- RECORDS PROVIDED
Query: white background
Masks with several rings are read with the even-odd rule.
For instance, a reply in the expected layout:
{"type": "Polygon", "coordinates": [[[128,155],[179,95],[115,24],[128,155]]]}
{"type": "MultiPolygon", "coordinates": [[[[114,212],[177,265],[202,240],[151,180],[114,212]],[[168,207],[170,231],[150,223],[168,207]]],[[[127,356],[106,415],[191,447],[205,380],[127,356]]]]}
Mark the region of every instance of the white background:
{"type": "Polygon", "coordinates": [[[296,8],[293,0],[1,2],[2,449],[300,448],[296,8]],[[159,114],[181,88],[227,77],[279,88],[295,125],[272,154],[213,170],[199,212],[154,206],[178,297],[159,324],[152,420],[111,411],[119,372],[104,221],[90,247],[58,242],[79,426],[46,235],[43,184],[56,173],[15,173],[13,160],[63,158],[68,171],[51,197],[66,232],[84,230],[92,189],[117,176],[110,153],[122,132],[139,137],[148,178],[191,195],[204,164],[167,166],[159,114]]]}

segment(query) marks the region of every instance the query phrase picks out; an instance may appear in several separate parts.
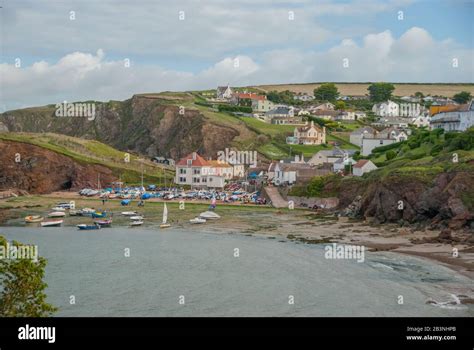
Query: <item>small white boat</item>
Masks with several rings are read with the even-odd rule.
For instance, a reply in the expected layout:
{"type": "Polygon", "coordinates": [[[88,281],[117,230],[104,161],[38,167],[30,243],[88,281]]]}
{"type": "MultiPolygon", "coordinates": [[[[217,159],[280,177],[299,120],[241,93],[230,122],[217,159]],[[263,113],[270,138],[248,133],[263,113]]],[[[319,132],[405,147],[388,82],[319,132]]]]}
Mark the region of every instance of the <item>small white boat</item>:
{"type": "Polygon", "coordinates": [[[206,220],[206,219],[202,219],[202,218],[194,218],[194,219],[189,220],[189,222],[190,222],[191,224],[204,224],[204,223],[207,222],[207,220],[206,220]]]}
{"type": "Polygon", "coordinates": [[[137,215],[137,213],[134,212],[134,211],[123,211],[123,212],[122,212],[122,215],[125,215],[125,216],[134,216],[134,215],[137,215]]]}
{"type": "Polygon", "coordinates": [[[66,208],[64,208],[64,207],[54,207],[51,210],[52,211],[66,211],[66,208]]]}
{"type": "Polygon", "coordinates": [[[41,227],[61,226],[64,220],[48,220],[41,223],[41,227]]]}
{"type": "Polygon", "coordinates": [[[132,221],[130,223],[130,226],[140,226],[140,225],[143,225],[143,221],[137,220],[137,221],[132,221]]]}
{"type": "Polygon", "coordinates": [[[50,218],[62,218],[66,216],[66,213],[63,211],[53,211],[52,213],[48,214],[48,217],[50,218]]]}
{"type": "Polygon", "coordinates": [[[219,214],[216,214],[213,211],[205,211],[205,212],[199,214],[199,217],[201,219],[206,219],[206,220],[213,220],[213,219],[220,219],[221,218],[221,216],[219,214]]]}
{"type": "Polygon", "coordinates": [[[77,216],[77,210],[69,210],[69,216],[77,216]]]}
{"type": "Polygon", "coordinates": [[[143,220],[143,216],[130,216],[130,220],[142,221],[142,220],[143,220]]]}
{"type": "Polygon", "coordinates": [[[160,228],[168,228],[168,227],[171,227],[171,225],[168,224],[168,207],[166,206],[166,203],[165,203],[165,207],[163,208],[163,222],[160,225],[160,228]]]}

- EXERCISE DETAILS
Output all the material above exactly once more, leaving every picture out.

- RESPONSE
Query: white background
Masks with several rings are read with the even-odd rule.
For instance, a reply in the expected layout:
{"type": "Polygon", "coordinates": [[[128,155],[179,95],[115,24],[128,155]]]}
{"type": "MultiPolygon", "coordinates": [[[[114,212],[177,265],[202,240],[151,180],[114,212]],[[168,207],[170,231],[150,223],[168,207]]],[[[127,356],[106,415],[191,447],[205,380],[127,356]]]]}
Mark the region of every instance of the white background:
{"type": "Polygon", "coordinates": [[[296,8],[293,0],[1,2],[2,449],[300,448],[296,8]],[[159,114],[181,88],[227,77],[279,88],[295,125],[272,154],[213,170],[199,212],[154,206],[178,297],[159,324],[152,420],[111,411],[119,372],[104,221],[90,247],[58,242],[79,426],[46,235],[43,184],[56,173],[15,173],[13,160],[63,158],[68,171],[51,197],[66,232],[84,230],[92,189],[117,176],[110,153],[122,132],[139,137],[148,178],[191,195],[204,164],[167,166],[159,114]]]}

segment(query) marks the region of every instance the query phrase picks out; an instance may appear in several separate parts.
Query: <item>small white boat</item>
Masks with several rings are read with the even-odd rule.
For instance, a reply in the expected layout:
{"type": "Polygon", "coordinates": [[[88,281],[117,230],[104,161],[38,167],[30,243],[88,281]]]}
{"type": "MultiPolygon", "coordinates": [[[[217,159],[280,177],[299,120],[241,93],[230,122],[217,159]],[[263,113],[270,138],[248,133],[263,113]]],[[[319,132],[405,147],[388,82],[319,132]]]]}
Mark the region of every instance of the <item>small white boat</item>:
{"type": "Polygon", "coordinates": [[[206,220],[206,219],[202,219],[202,218],[194,218],[194,219],[189,220],[189,222],[190,222],[191,224],[204,224],[204,223],[207,222],[207,220],[206,220]]]}
{"type": "Polygon", "coordinates": [[[137,215],[137,213],[134,212],[134,211],[123,211],[123,212],[122,212],[122,215],[125,215],[125,216],[134,216],[134,215],[137,215]]]}
{"type": "Polygon", "coordinates": [[[66,208],[64,208],[64,207],[54,207],[51,210],[52,211],[66,211],[66,208]]]}
{"type": "Polygon", "coordinates": [[[41,227],[61,226],[64,220],[48,220],[41,223],[41,227]]]}
{"type": "Polygon", "coordinates": [[[132,221],[130,223],[130,226],[140,226],[140,225],[143,225],[143,221],[137,220],[137,221],[132,221]]]}
{"type": "Polygon", "coordinates": [[[50,218],[62,218],[66,216],[66,213],[63,211],[53,211],[52,213],[48,214],[48,217],[50,218]]]}
{"type": "Polygon", "coordinates": [[[219,214],[216,214],[213,211],[205,211],[205,212],[199,214],[199,217],[201,219],[206,219],[206,220],[213,220],[213,219],[220,219],[221,218],[221,216],[219,214]]]}
{"type": "Polygon", "coordinates": [[[77,216],[77,210],[69,210],[69,216],[77,216]]]}
{"type": "Polygon", "coordinates": [[[143,220],[143,216],[130,216],[130,220],[142,221],[142,220],[143,220]]]}
{"type": "Polygon", "coordinates": [[[160,228],[168,228],[168,227],[171,227],[171,225],[168,224],[168,207],[166,206],[166,203],[165,203],[165,207],[163,208],[163,222],[160,225],[160,228]]]}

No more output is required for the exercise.